──────── RAW DATA ────────
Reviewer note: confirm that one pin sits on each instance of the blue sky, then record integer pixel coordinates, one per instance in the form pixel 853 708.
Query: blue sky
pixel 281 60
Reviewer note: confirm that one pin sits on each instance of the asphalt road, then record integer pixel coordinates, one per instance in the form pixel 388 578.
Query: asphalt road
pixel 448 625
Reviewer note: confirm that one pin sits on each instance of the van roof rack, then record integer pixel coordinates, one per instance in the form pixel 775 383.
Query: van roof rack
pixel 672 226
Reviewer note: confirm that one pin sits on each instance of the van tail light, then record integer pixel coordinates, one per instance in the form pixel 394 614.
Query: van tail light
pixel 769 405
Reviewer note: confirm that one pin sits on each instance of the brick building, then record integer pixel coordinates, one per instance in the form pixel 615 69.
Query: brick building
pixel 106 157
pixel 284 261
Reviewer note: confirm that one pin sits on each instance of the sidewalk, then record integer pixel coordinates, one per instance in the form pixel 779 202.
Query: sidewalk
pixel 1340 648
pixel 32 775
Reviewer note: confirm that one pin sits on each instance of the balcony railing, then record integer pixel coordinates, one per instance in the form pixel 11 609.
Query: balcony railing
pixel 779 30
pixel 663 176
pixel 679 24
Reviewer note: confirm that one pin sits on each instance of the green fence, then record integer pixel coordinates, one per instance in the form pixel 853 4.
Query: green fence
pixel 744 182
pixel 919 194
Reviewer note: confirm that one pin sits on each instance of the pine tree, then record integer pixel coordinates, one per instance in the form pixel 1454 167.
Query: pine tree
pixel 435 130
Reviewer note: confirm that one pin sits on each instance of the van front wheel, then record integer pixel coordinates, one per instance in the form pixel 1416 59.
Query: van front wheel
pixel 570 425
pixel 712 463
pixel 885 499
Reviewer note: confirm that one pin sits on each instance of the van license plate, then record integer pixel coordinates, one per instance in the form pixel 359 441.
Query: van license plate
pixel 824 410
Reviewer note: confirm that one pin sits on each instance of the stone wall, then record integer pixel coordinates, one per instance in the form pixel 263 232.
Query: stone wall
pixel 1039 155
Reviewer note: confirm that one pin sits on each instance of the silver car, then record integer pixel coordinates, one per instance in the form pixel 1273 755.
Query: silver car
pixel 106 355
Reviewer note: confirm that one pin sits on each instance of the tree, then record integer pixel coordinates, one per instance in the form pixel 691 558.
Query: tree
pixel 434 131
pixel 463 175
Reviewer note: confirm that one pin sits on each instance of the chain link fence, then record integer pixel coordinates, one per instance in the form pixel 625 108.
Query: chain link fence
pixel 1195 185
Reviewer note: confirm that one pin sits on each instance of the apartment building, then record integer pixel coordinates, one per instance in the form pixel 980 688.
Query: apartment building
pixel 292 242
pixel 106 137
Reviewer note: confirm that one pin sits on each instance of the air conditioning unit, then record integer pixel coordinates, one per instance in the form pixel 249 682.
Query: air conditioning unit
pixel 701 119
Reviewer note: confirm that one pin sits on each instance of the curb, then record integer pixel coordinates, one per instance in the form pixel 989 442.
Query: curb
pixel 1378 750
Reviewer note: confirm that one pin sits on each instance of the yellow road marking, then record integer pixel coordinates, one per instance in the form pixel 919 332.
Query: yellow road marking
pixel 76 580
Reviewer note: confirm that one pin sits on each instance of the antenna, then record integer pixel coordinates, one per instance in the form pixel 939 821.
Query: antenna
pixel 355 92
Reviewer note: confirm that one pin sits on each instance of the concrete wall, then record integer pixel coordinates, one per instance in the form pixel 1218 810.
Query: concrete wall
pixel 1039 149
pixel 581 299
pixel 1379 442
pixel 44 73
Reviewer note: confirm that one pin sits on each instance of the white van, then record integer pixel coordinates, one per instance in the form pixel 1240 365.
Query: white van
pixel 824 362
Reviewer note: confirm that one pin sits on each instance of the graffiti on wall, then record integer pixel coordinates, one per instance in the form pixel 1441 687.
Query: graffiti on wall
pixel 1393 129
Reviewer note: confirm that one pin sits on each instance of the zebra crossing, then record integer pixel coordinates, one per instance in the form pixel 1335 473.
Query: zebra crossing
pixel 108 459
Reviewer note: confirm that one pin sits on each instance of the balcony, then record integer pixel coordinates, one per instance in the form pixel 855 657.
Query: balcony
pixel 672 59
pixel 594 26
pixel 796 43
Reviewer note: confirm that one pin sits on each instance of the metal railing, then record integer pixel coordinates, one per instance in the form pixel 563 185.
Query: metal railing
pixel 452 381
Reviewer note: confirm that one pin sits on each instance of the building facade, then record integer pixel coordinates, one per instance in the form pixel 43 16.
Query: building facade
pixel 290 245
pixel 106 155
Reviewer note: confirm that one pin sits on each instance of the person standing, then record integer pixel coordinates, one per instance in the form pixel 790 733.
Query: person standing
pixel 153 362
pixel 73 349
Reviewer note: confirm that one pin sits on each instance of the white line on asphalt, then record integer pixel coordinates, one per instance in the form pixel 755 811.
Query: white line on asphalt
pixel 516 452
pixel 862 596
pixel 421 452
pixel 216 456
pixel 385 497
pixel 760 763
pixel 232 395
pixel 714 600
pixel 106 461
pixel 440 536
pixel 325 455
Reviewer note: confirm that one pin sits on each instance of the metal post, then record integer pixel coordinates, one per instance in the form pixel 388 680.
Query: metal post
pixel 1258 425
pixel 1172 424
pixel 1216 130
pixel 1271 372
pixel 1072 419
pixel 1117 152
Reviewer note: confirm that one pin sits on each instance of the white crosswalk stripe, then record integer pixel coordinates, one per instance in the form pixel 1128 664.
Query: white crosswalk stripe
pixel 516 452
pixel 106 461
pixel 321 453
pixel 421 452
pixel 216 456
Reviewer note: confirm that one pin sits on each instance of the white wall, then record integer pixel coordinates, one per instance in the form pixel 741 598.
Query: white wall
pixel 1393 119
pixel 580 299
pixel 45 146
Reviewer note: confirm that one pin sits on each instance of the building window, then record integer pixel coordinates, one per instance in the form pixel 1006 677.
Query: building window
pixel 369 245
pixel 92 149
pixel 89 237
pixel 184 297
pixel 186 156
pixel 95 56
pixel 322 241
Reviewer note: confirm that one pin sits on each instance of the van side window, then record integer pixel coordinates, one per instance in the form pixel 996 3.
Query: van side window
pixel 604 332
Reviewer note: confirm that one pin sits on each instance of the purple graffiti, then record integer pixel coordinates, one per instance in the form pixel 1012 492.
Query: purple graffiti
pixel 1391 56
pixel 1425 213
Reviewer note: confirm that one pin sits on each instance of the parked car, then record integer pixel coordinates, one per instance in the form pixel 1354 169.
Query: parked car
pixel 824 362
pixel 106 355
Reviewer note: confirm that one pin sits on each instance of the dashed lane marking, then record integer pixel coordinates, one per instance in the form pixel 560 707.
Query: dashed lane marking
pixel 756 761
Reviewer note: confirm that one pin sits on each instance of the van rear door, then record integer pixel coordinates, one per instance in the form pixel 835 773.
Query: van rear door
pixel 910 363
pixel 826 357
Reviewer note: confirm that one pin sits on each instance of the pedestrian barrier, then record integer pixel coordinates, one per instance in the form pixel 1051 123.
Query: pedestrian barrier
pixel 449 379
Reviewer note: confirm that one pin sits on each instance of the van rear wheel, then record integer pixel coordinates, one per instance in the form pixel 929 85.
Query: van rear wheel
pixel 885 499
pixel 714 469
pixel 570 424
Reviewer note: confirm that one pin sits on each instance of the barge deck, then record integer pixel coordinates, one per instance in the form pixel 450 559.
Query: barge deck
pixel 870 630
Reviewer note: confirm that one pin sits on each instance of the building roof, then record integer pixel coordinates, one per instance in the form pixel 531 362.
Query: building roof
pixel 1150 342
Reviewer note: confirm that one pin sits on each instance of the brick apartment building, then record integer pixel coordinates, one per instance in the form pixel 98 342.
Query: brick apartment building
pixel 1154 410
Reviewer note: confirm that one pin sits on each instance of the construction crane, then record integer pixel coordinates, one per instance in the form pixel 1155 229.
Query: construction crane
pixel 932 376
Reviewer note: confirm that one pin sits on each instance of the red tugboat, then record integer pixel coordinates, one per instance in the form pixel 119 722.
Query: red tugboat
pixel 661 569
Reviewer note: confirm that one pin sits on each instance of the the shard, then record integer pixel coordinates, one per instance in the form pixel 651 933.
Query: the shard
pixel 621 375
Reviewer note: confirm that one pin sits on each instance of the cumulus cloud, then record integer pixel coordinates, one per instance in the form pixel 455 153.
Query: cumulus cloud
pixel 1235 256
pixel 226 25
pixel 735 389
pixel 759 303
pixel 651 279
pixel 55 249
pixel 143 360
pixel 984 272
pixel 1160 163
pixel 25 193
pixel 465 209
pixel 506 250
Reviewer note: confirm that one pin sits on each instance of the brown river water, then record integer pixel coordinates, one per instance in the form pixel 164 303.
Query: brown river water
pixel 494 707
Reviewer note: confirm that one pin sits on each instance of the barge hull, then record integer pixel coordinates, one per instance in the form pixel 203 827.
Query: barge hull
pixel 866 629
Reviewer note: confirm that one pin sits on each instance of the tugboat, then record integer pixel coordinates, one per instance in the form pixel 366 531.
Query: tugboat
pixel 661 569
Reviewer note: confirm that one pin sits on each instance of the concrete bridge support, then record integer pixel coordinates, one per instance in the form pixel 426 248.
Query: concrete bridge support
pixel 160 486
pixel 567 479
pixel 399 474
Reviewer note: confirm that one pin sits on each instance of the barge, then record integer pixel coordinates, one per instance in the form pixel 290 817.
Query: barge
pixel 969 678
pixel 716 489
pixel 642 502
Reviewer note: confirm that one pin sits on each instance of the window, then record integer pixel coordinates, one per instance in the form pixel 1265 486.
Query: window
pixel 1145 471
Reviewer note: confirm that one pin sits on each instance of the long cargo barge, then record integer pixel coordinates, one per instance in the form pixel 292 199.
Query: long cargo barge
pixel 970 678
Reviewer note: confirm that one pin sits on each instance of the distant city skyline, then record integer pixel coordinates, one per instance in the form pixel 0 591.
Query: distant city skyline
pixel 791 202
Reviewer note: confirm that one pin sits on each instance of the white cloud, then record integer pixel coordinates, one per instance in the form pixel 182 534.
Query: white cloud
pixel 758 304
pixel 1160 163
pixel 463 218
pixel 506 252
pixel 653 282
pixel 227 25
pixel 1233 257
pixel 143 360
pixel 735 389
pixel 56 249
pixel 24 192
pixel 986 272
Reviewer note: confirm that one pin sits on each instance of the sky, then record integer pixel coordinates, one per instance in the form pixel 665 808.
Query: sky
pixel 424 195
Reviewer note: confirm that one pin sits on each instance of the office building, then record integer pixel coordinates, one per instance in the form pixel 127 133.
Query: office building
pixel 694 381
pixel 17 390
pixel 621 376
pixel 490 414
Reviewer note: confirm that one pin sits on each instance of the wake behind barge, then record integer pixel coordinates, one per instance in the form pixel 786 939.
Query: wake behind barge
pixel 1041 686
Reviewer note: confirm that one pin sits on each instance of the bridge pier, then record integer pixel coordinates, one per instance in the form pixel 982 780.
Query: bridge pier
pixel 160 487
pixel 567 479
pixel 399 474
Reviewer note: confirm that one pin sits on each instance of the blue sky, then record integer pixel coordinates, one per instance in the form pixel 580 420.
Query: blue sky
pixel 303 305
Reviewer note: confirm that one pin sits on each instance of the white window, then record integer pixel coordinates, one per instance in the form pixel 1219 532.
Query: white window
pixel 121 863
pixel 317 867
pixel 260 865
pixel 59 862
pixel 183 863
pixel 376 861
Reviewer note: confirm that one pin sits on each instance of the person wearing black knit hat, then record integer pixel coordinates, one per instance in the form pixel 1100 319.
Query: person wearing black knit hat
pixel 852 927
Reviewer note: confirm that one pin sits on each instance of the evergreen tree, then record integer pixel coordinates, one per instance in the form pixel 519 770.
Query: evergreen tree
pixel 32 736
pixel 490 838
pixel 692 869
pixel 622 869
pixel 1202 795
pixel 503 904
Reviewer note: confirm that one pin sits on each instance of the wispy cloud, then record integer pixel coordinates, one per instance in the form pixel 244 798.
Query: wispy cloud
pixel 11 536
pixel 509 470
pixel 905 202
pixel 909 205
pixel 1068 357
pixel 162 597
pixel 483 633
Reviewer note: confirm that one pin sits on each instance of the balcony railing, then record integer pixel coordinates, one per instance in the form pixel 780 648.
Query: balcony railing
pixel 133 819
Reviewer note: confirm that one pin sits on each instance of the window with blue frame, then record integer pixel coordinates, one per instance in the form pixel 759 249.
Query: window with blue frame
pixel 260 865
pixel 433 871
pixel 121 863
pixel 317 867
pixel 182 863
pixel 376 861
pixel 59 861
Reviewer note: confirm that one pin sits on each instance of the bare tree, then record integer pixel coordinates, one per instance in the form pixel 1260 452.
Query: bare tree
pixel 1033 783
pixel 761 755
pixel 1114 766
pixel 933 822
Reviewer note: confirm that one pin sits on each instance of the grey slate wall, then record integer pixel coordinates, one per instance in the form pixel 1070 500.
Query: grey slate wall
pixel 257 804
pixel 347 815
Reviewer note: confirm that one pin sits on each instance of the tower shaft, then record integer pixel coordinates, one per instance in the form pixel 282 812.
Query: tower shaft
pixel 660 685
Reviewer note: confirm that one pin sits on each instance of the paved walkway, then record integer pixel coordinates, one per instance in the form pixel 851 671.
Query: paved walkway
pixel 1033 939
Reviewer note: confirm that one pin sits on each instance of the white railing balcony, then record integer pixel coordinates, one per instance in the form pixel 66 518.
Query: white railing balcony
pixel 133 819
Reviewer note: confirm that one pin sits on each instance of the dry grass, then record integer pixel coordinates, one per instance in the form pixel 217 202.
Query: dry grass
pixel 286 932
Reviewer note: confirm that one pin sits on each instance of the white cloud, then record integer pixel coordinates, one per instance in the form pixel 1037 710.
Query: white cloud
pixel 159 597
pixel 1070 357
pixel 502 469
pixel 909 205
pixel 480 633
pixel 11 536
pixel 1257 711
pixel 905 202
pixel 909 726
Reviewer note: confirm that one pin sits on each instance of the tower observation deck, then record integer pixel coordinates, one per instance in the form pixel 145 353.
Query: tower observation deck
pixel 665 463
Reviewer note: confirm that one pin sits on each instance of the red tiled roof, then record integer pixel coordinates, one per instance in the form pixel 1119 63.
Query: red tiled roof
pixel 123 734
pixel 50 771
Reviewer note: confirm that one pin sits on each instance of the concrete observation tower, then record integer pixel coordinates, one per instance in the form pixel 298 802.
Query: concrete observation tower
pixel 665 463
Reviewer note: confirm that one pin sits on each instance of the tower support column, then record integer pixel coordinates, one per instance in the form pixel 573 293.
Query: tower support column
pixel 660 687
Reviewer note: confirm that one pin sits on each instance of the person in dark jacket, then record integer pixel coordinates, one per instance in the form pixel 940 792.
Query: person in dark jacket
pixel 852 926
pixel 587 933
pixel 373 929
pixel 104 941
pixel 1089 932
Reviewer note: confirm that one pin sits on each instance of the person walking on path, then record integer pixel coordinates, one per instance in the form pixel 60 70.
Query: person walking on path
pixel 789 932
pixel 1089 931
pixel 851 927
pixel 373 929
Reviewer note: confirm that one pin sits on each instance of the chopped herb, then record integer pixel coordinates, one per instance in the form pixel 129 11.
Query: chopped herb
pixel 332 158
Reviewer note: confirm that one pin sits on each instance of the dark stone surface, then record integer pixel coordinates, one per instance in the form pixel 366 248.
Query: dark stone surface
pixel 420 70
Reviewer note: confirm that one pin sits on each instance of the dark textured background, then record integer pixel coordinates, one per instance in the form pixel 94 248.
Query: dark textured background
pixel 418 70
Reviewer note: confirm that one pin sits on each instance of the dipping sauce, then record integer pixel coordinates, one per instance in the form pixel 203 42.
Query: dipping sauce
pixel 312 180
────────
**TASK TO COMPLETE**
Reproduce everything in the entries above from the line containing "pixel 563 185." down to the line containing "pixel 45 146", with both of those lines included.

**EXERCISE OUTPUT**
Reviewer note: confirm that one pin sits on each instance of the metal railing, then record integer pixel coordinates, one per instance in the form pixel 563 185.
Query: metal railing
pixel 452 381
Reviewer note: confirm that one pin sits on each instance of the building facade, then record integer pixel coordinates, one per instance in the form pixel 43 16.
Query: building facade
pixel 290 245
pixel 106 155
Reviewer note: confirm that one pin sits on each instance of the person standing, then record integer pixel coordinates, one per instance in the form pixel 790 733.
Query: person standing
pixel 153 362
pixel 73 349
Reviewer note: confirm that one pin sits on each instance of the white line on asphalt, then record integer pixel coordinates, one per instance in the form pixel 755 811.
Query: white line on asphalt
pixel 516 452
pixel 862 596
pixel 421 452
pixel 216 456
pixel 385 497
pixel 760 763
pixel 232 395
pixel 714 600
pixel 106 461
pixel 440 536
pixel 325 455
Reviewer note: confirm that one pin sits on each instance of the metal post, then record integer pixel coordinates, one per instance in the form pixel 388 680.
Query: metal post
pixel 1258 425
pixel 1172 424
pixel 1216 130
pixel 1271 372
pixel 1072 419
pixel 1117 152
Reviewer note: confirm that one pin sits on each instance of the white crosswalk stripe, then record integer pixel coordinates, one per instance in the form pixel 1128 664.
Query: white crosswalk stripe
pixel 516 452
pixel 106 461
pixel 321 453
pixel 421 452
pixel 216 456
Reviewer note: confirm that one pin sits on each instance of the white wall, then record integer pixel coordinates, one per instance in the form pixel 741 598.
Query: white wall
pixel 1393 119
pixel 580 299
pixel 45 146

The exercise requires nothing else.